▶ Исходный фрагмент

Сложил и свою книгу — «Спираль». Задуманную как избранное. В ней были стихи его основных книг от «Аллилуйи» до «Александры Павловны». Но не все. И почти не было стихов из «Казненного Серафима». А главное — старые стихи здесь сильно искажены, замучены. Задыхающиеся стихи втискивались в прокрустово ложе мертвецких догм, ложных этических представлений, господствовавших в те годы. Правда, мы не знаем, что представляет собой машинописный экземпляр, сохранившийся у вдовы поэта, — сам ли терзал Нарбут свои стихи или редакторы водили его рукой. Скорее всего, было в этой работе и то и другое. Правда и то, что стихи сопротивлялись. Живое, прежнее, нарбутовское торчало то там, то тут, «пёрло» как сказал бы он сам, где только могло. Такая полуживая книга ушла в набор. Таким после пятнадцатилетней разлуки предстояло вернуться поэту к читателю.
Но пришла ночь с 26-го на 27 октября 1936 г. В квартире № 17 дома 15 по Курсовому переулку случилось то, что во многих квартирах в ту и другие ночи тех лет.
Об этой ночи расскажем не мы — Серафима Густавовна Нарбут. Это запись ее рукой, сделанная в 1940 г. карандашом в школьной тетрадке без обложки:
«Стук в дверь. Проснулся Володя, разбудил меня. Кто там? Проверка паспортов!! Что-то натянули на себя, открыли дверь: человек в форме НКВД, штатский, Костя[104]. Даю свой паспорт, не смотрят. — Обращается (в форме НКВД) к Володе: — Ваш! У меня закрываются глаза от желания спать, опять разговор с Володей перед сном — неприятный, что мы должны разойтись. — Вижу Володя дает свой паспорт, и ему протягивают бумажку.

▶ Содержимое набора данных

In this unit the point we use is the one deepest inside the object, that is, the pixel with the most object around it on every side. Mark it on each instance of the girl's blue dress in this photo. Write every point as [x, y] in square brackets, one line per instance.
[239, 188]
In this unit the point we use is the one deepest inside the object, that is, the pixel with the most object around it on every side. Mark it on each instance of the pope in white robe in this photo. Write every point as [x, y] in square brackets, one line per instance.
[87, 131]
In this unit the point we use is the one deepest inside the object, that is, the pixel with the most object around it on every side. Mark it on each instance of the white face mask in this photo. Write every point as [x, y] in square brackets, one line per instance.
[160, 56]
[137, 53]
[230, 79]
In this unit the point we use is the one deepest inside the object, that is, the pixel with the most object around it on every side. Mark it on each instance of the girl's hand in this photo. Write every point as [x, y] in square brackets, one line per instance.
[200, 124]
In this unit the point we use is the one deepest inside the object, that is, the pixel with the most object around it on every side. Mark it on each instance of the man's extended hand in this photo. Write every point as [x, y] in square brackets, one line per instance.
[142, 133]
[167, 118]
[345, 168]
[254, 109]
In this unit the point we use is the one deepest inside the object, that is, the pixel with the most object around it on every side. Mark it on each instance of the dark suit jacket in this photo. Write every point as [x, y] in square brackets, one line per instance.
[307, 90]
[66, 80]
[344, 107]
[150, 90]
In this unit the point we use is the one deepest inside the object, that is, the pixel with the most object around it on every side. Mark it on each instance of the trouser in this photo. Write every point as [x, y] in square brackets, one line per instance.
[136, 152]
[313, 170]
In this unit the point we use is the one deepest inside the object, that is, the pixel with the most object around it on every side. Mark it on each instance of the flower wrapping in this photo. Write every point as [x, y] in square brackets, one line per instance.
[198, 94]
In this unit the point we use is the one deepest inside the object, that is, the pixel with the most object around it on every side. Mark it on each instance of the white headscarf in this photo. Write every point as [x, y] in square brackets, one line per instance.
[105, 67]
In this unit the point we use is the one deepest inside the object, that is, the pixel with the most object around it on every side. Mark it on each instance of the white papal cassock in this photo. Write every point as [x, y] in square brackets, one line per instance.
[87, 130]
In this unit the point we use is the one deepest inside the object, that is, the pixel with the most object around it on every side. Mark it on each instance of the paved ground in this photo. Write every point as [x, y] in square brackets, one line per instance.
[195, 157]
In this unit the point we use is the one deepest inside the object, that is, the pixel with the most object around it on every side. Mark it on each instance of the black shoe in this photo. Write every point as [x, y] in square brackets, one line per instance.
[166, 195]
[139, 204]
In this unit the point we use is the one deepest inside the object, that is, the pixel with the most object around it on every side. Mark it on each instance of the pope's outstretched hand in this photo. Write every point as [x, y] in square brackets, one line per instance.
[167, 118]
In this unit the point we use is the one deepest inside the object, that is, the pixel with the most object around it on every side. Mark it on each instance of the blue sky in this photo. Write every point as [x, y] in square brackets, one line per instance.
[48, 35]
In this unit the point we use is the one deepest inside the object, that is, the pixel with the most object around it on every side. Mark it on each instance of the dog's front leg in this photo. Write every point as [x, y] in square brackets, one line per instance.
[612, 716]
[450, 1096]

▶ Цель задания
Перескажите исходный фрагмент двумя предложениями.

▶ Правильный ответ
Нарбут составил задуманную как избранное книгу «Спираль», в которой старые стихи были сильно искажены, хотя местами и сопротивлялись, и эта полуживая книга ушла в набор. В ночь с 26 на 27 октября 1936 г. в квартиру в Курсовом переулке под предлогом проверки паспортов пришли человек в форме НКВД, штатский и Костя; об этой ночи рассказывает запись Серафимы Густавовны Нарбут, сделанная в 1940 г.